Fig. 1: NAP-seq accurately identifies full-length napRNAs at single-nucleotide resolution.

a Schematic depiction of the NAP-seq method with the construction of TGS libraries and NGS libraries. Total RNA was extracted and pre-size selection of RNA fractions was performed by removing short RNAs. b The percentage of reads with at least one specific adapter in the NAP-seq-NGS libraries in humans and mice (3 biological replicates per sample). All data are plotted as the means ± SEMs. The number of reads (RPM, reads per million) for known ncRNAs was highly reproducible between replicates with both the NAP-seq-NGS (c) and NAP-seq-TGS (d) methods. p values were calculated by two-sided Pearson’s correlation test. e, f Coincidence analysis of both terminal sites in the NAP-seq-NGS reads and those in the known ncRNAs in HepG2 cells. The x-axis shows the distance from the annotated 5’-start (e) or 3’-end (f) site in the NAP-seq-NGS read to the corresponding terminal sites in the known ncRNAs, and the y-axis shows the number of reads (RPM) within a certain distance from the 5’-start or 3’-end site. The bottom panel shows a heatmap, in which each row represents a gene that matches the terminal sites with the NAP-seq-NGS read exactly, and each column represents the expression values of genes at a specific distance. expr, expression value. g Number of coincidences between the 5’-start sites in NAP-seq-TGS reads and the 5’-start sites in known ncRNAs in HepG2 cells. h Number of coincidences between the 3’-end sites in NAP-seq-TGS reads and the 3’-end sites in known ncRNAs in HepG2 cells. i Genome Browser visualization of NAP-seq 5’-start, 3’-end and coverage signals (RPM, reads per million), which were generated from NAP-seq-NGS and NAP-seq-TGS data, in a 5000-bp region of a human snoRNA cluster (chr17:7,573,750-7,578,750).

= Region pointing data =
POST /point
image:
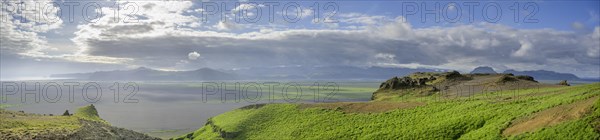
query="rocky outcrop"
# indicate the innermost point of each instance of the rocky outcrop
(526, 77)
(564, 83)
(483, 70)
(404, 82)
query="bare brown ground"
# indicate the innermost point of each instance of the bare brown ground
(368, 107)
(551, 117)
(487, 83)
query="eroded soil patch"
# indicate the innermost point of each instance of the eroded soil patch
(551, 116)
(369, 107)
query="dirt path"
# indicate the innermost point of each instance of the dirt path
(368, 107)
(551, 116)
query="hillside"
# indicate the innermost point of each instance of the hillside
(451, 84)
(483, 70)
(547, 112)
(84, 124)
(545, 75)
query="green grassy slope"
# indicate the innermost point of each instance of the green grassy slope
(483, 116)
(84, 124)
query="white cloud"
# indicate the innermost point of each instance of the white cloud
(193, 55)
(577, 25)
(226, 26)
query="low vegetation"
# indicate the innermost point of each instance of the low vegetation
(84, 124)
(574, 113)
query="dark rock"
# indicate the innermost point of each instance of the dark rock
(564, 83)
(483, 70)
(525, 77)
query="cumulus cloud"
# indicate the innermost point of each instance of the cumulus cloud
(21, 30)
(193, 55)
(164, 30)
(393, 43)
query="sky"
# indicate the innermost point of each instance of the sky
(39, 38)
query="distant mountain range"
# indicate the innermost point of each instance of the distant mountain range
(289, 73)
(536, 74)
(545, 75)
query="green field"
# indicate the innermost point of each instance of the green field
(483, 116)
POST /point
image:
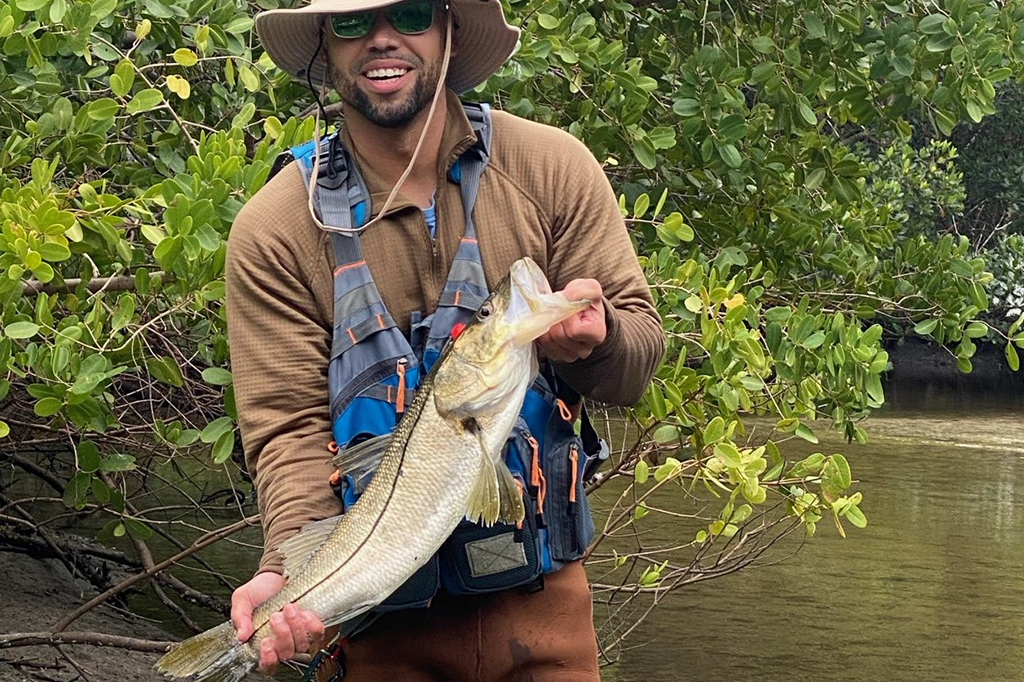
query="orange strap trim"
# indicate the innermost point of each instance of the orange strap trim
(518, 486)
(542, 493)
(342, 268)
(574, 458)
(535, 479)
(399, 401)
(564, 411)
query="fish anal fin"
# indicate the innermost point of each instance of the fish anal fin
(512, 510)
(297, 549)
(360, 461)
(484, 502)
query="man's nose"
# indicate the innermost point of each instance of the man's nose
(382, 35)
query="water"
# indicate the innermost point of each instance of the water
(932, 590)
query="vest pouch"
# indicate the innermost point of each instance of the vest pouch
(417, 591)
(477, 559)
(569, 525)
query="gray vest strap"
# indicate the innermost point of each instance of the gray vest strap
(341, 199)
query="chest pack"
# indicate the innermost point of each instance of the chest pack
(375, 371)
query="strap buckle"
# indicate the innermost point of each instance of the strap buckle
(332, 653)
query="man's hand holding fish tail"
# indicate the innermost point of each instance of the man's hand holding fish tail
(419, 246)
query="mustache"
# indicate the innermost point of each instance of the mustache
(358, 65)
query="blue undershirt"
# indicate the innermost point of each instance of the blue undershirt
(431, 217)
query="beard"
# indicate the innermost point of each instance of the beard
(394, 113)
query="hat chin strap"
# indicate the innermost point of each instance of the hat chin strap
(409, 169)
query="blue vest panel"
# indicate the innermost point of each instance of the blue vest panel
(374, 372)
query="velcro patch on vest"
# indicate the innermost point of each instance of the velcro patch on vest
(495, 555)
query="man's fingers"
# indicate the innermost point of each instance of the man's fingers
(284, 640)
(301, 637)
(314, 628)
(267, 655)
(242, 614)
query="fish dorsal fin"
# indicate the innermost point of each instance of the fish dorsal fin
(301, 546)
(361, 460)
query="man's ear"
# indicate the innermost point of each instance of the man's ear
(455, 35)
(322, 54)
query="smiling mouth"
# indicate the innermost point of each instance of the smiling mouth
(384, 75)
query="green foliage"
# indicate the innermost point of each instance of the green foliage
(777, 241)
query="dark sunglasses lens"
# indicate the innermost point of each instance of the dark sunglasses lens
(412, 17)
(351, 26)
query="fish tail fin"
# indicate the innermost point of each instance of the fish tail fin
(484, 502)
(216, 655)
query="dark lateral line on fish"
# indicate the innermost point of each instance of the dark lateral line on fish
(414, 415)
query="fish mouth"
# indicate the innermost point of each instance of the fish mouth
(532, 307)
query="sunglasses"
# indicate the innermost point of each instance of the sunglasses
(409, 18)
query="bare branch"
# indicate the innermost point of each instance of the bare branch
(16, 639)
(203, 542)
(117, 283)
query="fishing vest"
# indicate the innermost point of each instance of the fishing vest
(375, 371)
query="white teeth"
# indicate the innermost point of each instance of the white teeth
(386, 73)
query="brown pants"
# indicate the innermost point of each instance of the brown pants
(504, 637)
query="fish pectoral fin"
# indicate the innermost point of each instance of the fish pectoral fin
(484, 501)
(297, 549)
(512, 510)
(361, 460)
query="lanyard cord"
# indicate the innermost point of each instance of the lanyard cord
(409, 169)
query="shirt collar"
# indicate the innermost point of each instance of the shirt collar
(457, 137)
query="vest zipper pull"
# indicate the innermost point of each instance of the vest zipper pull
(538, 483)
(574, 459)
(517, 534)
(399, 402)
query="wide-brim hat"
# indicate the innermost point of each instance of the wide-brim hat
(485, 40)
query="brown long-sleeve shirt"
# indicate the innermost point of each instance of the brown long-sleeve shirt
(543, 195)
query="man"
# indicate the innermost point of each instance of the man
(541, 194)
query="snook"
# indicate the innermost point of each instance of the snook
(442, 463)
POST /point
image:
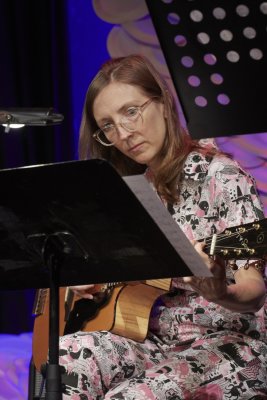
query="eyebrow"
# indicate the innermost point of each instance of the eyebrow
(120, 110)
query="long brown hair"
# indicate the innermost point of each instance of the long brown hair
(138, 71)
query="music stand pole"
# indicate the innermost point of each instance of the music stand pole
(53, 250)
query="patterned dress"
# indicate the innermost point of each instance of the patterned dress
(195, 349)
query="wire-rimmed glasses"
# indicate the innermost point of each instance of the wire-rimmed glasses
(108, 134)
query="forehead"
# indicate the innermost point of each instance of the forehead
(113, 97)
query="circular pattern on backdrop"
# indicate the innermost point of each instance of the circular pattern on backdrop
(135, 33)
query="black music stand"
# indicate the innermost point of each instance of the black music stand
(216, 52)
(78, 222)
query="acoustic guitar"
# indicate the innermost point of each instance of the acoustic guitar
(125, 309)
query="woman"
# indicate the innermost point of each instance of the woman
(207, 338)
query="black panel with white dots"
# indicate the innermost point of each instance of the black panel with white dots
(216, 54)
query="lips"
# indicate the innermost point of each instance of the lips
(135, 148)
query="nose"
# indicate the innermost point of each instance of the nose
(122, 132)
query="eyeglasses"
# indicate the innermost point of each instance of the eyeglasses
(108, 135)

= PROBLEMS TO SOLVE =
A) Using the NAP-seq figure legend, answer these:
(i) What is removed during the pre-size selection of RNA fractions?
(ii) How were the p values calculated?
(iii) What region appears in the Genome Browser visualization?
B) Please summarize the NAP-seq figure legend in two sentences.
These rows come from a separate source.

= RESULTS OF THE EXERCISE =
A)
(i) Short RNAs.
(ii) By a two-sided Pearson's correlation test.
(iii) A 5000-bp region of a human snoRNA cluster (chr17:7,573,750-7,578,750).

B) NAP-seq identifies full-length napRNAs at single-nucleotide resolution using TGS and NGS libraries built from total RNA after short RNAs are removed. Read counts for known ncRNAs were highly reproducible between replicates with both the NGS and TGS methods, and the terminal sites of NAP-seq reads were compared with those of known ncRNAs in HepG2 cells.